SELECTED EXTRACT ->
-- Begin --

Identifies at risk and non achieving students.

Identifies areas of the curriculum that require attention.

Identifies special needs of students.

Plans and targets achievement of disadvantaged students.

Benefits students - informing of present skills and further needs.

Involves students - allowing to design the assessment tasks and establishing the criteria.

Supports teaching and learning goals - by informing teachers, students and school.

Planned and communicated - no surprises, expectations understood with suitably recorded results.

Applicable for the purpose - age appropriate, duration of assessment timely and fits with the criteria.

Valid and fair - will not be disadvantageous to age, gender, culture and socio-economic status of students.

Reported - results shared with students, families and people chosen by the students

Assessment types

  • Summative assessment of the student is the process of simply measuring them. It might be interesting to compare and analyse measurements but, in themselves, these do not affect the growth of the student.
  • Formative assessment on the other hand, is the equivalent of tending and caring for the student and directly affecting their growth.
  • Moderating assessment is the process of ensuring the same measurements are used by teachers to monitor students growth.
  • Self and peer assessment is the ability to evaluate oneself as part of responsible self direction and self management.
  • Learning conversations
  • Conferencing
  • Written feedback

Assessment Tools

  • Exemplars
  • The ARBs
  • eAsttle
  • PAT
  • STAR


Assessment - Common sense - thoughts and questions

  • The more that pupils are corrected the less they will do. Spelling and writing, timestables and maths, reading aloud and reading all come to mind
  • The time for correction of a learner is when that learner will be upset or annoyed if the correction wasn't made
  • The booger effect - finding whilst looking in the mirror a green booger attached to your face after talking to lots of people
  • Helping a student work their way through a problem gives the teacher an understanding of the learner as a problem solver rather than that as a regurgitator of information
  • As educators we are told that too many students leave high schools and colleges with poor or low leaving qualifications. When students left school last century 50% of students failed their leaving exams. Thats because scores were aggregated to the bell curve which had a 50% pass rate.

-- End --

DATA EXTRACT ->
-- Begin --

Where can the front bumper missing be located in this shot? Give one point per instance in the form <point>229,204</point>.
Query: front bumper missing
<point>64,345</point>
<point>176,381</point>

-- End --

REQUIREMENT ->
Update the passage of the assessment notes from "Reported - results" to "and self management." by changing "growth" to "development" throughout, and give the revised passage.

TASK RESULT ->
Reported - results shared with students, families and people chosen by the students

Assessment types

  • Summative assessment of the student is the process of simply measuring them. It might be interesting to compare and analyse measurements but, in themselves, these do not affect the development of the student.
  • Formative assessment on the other hand, is the equivalent of tending and caring for the student and directly affecting their development.
  • Moderating assessment is the process of ensuring the same measurements are used by teachers to monitor students development.
  • Self and peer assessment is the ability to evaluate oneself as part of responsible self direction and self management.